§ **ABOUT THIS TASK**: An exact, complete copy of the entries that follow is needed.

━━━ RECORDED DATA ━━━

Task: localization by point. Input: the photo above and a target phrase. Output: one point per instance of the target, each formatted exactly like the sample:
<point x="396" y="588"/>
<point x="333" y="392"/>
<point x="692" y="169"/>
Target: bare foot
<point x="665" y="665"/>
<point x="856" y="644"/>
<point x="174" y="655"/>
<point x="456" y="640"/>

━━━

§ **ANSWER TO THE PROBLEM**:
Task: localization by point. Input: the photo above and a target phrase. Output: one point per instance of the target, each formatted exactly like the sample:
<point x="396" y="588"/>
<point x="333" y="392"/>
<point x="692" y="169"/>
Target: bare foot
<point x="665" y="665"/>
<point x="856" y="644"/>
<point x="174" y="655"/>
<point x="456" y="640"/>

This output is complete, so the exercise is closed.